## Text segment
■ ■ ■
This exercise comes from Bazaraa Linear Programming and Network Flows book :
Consider the problem of locating a new machine to an existing layout
consisting of four machines. These machines are located at the
following coordinates in two-dimensional space: $(3,1) ,(0,-3) ,(-2,2)$ and $(1,4)$.
Let the coordinates of the new machine be $(x_1,x_2)$ .The sum of the distances from the new machine to the four machines is
minimized. Use the street distance (also known as Manhattan distance
or rectilinear distance); for example, the distance from $(x_1,x_2)$ to the
first machine located at (3,1) is $|x_1 – 3| + |x_2 – 1|$·
the solution is definitely minimized $$|x_1 – 3| + |x_2 – 1| + |x_1 – 0| + |x_2 + 3| + |x_1 + 2| + |x_2 – 2| + |x_1 – 1| + |x_2 – 4|$$
But a solution guide I saw adds this :
$$|x_1 – 3| + |x_1 – 0| + |x_1 + 2| + |x_1 – 1| \geq 6$$
$$|x_2 – 1| + |x_2 + 3| + |x_2 – 2| + |x_2 – 4| \geq 10$$
I know those are sum of absolute values of specified points' location. But I can't figure out the whole reason of above solution.
■ ■ ■
## What to do
1. In the machine-location problem, what are the coordinates of the four existing machines?
2. Pick up the machine-location problem text after its final sentence and carry it on.
The records that follow come from a separate source.

## Records from a collection
■ ■ ■
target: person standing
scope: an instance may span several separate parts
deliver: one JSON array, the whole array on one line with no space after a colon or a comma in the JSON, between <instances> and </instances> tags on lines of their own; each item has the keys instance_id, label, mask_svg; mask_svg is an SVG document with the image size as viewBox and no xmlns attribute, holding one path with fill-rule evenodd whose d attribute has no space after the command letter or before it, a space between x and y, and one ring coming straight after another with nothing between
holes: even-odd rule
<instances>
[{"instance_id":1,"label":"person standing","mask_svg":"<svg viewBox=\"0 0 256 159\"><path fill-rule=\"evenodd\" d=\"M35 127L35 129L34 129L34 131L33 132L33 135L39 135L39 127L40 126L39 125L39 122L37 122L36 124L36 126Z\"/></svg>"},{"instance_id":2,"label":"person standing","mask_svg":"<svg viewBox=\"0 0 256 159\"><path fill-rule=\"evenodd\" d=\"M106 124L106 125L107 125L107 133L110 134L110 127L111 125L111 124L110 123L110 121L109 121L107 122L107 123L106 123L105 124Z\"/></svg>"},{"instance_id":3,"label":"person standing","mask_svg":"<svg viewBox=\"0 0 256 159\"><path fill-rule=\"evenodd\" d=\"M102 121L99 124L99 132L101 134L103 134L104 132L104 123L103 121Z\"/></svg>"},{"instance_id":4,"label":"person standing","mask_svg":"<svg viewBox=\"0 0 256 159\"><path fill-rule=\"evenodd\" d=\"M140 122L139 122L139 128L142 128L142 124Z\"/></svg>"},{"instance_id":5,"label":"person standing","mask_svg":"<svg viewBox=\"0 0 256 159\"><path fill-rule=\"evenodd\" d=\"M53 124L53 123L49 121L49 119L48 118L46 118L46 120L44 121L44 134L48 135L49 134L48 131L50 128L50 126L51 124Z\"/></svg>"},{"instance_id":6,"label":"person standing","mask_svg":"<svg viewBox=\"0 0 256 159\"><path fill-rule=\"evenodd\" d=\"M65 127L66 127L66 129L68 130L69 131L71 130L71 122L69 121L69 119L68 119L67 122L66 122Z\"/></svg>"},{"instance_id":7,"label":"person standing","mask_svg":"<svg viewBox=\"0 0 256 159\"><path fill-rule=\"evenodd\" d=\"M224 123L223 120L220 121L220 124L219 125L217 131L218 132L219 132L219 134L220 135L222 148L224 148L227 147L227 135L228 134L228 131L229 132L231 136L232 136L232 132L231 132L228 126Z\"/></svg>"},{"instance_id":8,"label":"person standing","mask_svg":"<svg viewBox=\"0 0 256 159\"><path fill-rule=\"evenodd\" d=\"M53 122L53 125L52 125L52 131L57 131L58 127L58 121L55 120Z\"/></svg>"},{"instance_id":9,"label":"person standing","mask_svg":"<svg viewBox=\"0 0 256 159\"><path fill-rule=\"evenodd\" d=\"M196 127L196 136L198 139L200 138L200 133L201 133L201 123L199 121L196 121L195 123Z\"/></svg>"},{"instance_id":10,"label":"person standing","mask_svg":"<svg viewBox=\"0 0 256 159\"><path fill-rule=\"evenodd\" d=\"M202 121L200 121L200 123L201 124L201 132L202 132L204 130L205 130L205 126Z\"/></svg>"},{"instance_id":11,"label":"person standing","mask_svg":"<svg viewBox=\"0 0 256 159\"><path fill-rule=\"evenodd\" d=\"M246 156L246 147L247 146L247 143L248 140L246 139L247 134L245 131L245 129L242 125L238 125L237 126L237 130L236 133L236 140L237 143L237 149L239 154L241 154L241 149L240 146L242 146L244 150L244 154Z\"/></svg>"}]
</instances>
■ ■ ■
## Results for the exercise
1. (3,1), (0,-3), (-2,2), and (1,4)

2.
Has anyone figured out?
Best Answer
The values of $x_1$ and $x_2$ that make the distance (street distance) a minimum are $0 \le x_1 \le 1$ and $1 \le x_2 \le 2$. Here's what I did:
Let $d_x(x_1)$ be the distance in the $x$ axis and $d_y(x_2)$ be the distance in the $y$ axis, given by:
$d_x(x_1)=|x_1 - 3|+ |x_1 - 0| + |x_1 + 2|+ |x_1 - 1|$
$d_y(x_2)= |x_2 - 1| + |x_2 + 3| + |x_2 - 2| + |x_2 - 4|$
Minimizing each function will give the coordinates $(x_1,x_2)$ that makes the total distance a minimum. The problem is the absolute value, so I got rid of it expressing $d_x(x_1)$ and $d_y(x_2)$ as piecewise functions:
$$ d_x(x_1)= \left\{ \begin{array}{1 1} -4x_1+2 & \quad x_1 \le -2 \\ -2x_1 +6 & \quad -2 < x_1 \le 0 \\ 6 & \quad 0 < x_1 \le 1 \\ 2x_1+4 & \quad 1 < x_1 \le3 \\ 4x_1-2 & \quad x_1 \ge 3 \end{array} \right.\ $$
$$ d_y(x_2)= \left\{ \begin{array}{1 1} -4x_2+4 & \quad x_1 \le -3 \\ -2x_2 +10 & \quad -3 < x_1 \le 1 \\ 8 & \quad 1 < x_2 \le 2 \\ 2x_2+4 & \quad 2 < x_2 \le 4 \\ 4x_2-4 & \quad x_2 \ge 4 \end{array} \right.\ $$
Here it is clear that the minimums are $6$ and $8$ (not $10$ as you said $|x_2 - 1| + |x_2 + 3| + |x_2 - 2| + |x_2 - 4| \ngeq 10$ )